>>
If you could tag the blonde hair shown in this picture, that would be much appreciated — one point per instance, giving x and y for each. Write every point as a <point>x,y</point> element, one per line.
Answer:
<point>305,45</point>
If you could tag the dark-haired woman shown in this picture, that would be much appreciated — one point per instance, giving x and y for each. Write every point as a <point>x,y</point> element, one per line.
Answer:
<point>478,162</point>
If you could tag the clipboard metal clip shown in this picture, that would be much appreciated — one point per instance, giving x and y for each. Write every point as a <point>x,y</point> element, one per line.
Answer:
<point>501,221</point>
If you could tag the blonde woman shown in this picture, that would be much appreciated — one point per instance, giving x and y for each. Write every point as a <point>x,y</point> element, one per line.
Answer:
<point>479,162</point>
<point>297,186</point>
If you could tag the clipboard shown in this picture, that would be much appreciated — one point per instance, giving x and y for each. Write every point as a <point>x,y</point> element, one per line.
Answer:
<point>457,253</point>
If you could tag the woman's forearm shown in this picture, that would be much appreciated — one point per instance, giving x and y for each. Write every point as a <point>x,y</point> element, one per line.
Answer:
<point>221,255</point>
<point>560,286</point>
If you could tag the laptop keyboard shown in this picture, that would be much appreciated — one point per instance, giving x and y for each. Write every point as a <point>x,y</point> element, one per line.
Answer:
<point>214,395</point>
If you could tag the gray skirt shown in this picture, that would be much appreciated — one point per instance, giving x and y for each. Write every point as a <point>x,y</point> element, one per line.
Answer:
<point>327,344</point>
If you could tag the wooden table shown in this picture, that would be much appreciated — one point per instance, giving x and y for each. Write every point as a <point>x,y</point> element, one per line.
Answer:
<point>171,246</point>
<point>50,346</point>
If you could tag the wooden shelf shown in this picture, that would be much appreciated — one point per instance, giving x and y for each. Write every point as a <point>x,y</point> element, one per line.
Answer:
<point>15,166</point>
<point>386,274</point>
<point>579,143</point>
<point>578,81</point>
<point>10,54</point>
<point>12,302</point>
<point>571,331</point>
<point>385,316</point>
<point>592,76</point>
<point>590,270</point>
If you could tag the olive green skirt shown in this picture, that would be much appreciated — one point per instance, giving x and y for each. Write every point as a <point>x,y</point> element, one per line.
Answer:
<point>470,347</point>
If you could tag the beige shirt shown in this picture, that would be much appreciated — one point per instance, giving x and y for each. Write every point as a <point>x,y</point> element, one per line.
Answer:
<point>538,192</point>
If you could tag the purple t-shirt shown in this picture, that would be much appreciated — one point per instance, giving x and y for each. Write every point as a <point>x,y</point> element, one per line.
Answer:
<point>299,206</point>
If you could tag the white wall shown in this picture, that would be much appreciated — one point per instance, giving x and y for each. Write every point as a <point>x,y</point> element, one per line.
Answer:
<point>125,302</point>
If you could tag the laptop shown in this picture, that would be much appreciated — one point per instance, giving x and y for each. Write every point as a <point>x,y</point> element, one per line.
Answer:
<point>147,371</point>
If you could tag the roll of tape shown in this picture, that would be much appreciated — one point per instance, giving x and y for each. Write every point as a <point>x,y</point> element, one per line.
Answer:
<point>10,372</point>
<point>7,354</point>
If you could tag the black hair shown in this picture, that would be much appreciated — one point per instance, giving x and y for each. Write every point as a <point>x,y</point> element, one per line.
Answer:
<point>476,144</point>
<<
Copy the lines above exactly as they appear.

If you could tag the blonde hair shown in this picture, that would be much appreciated — one point per instance, giving x and y for each. Write every point as a <point>x,y</point> element, one per line.
Answer:
<point>305,45</point>
If you could tag the dark-haired woman shown in this picture, that would be much appreciated — one point per instance, giving x and y for each. Write every point as a <point>x,y</point> element, one per line.
Answer:
<point>478,162</point>
If you could tag the clipboard metal clip shown in this picture, that would be much appreciated — one point per instance, giving x and y for each. Write every point as a <point>x,y</point> element, one per line.
Answer:
<point>501,221</point>
If you could tag the blonde woman shown in this picture, that would be much appreciated — one point per instance, giving x and y for each. Write every point as a <point>x,y</point> element, one per line.
Answer:
<point>479,162</point>
<point>297,186</point>
If you could tag the clipboard shown in this picture, that would be much appreciated — one point per instance, giving x and y for each. Write every point as a <point>x,y</point> element, one per line.
Answer:
<point>457,253</point>
If you could tag the woman's forearm shown in this picture, that would be much appreciated — one point per instance, giving x and y for each. Write every point as a <point>x,y</point> element, one per line.
Answer:
<point>221,255</point>
<point>560,286</point>
If you could tag the laptop keyboard shown in this picture, that would be much appreciated — one point per instance, giving x and y for each. Write every point as a <point>x,y</point> element, one per line.
Answer:
<point>214,395</point>
If you could tag the gray skirt shown in this picture, that would be much appreciated — one point per instance, giving x and y for each. Write every point as a <point>x,y</point> element, one per line.
Answer:
<point>327,344</point>
If you could tag the wooden table shown in this picture, that would be much appreciated — one point per instance, giving x and y for each. Write every point as a <point>x,y</point> element, one per line.
Answer:
<point>171,246</point>
<point>50,346</point>
If you could tag the wooden shelf shown in this picture, that would be much appreciated — one point per instance, giving x and y for each. Write every point as a <point>x,y</point> element, one per line.
Answer:
<point>15,166</point>
<point>386,274</point>
<point>579,143</point>
<point>578,81</point>
<point>10,54</point>
<point>12,302</point>
<point>571,331</point>
<point>385,316</point>
<point>592,76</point>
<point>590,270</point>
If you could tag the olive green skirt shown in this picture, that would be much appreciated — one point per instance, giving x and y for each. Write every point as a <point>x,y</point> element, one per line.
Answer:
<point>470,347</point>
If you could tag the beige shirt shown in this picture, that would be much appreciated — one point per instance, giving x and y for each. Write every point as a <point>x,y</point> element, one per line.
Answer:
<point>538,192</point>
If you could tag the purple t-shirt shown in this picture, that would be much appreciated — one point per instance, giving x and y for each. Write every point as a <point>x,y</point> element, one per line.
Answer:
<point>299,206</point>
If you could tag the white wall shown in this picture, that would be much appreciated — one point per instance, giving x and y for each. Write every point as a <point>x,y</point> element, one per line.
Answer:
<point>125,302</point>
If you could tag the laptop shown in this picture, that would be much appreciated — one point per instance, giving x and y for each. Write every point as a <point>x,y</point> element, one per line.
Answer:
<point>147,371</point>
If you could tag the roll of tape shown in this picture, that would be much appreciated — one point per instance, giving x and y for each. Write every point as a <point>x,y</point> element, one per line.
Answer:
<point>10,372</point>
<point>7,354</point>
If you could tag the black hair shown in this picture, that would be much appreciated — one point per instance, giving x and y for each. Write every point as a <point>x,y</point> element, one per line.
Answer:
<point>476,144</point>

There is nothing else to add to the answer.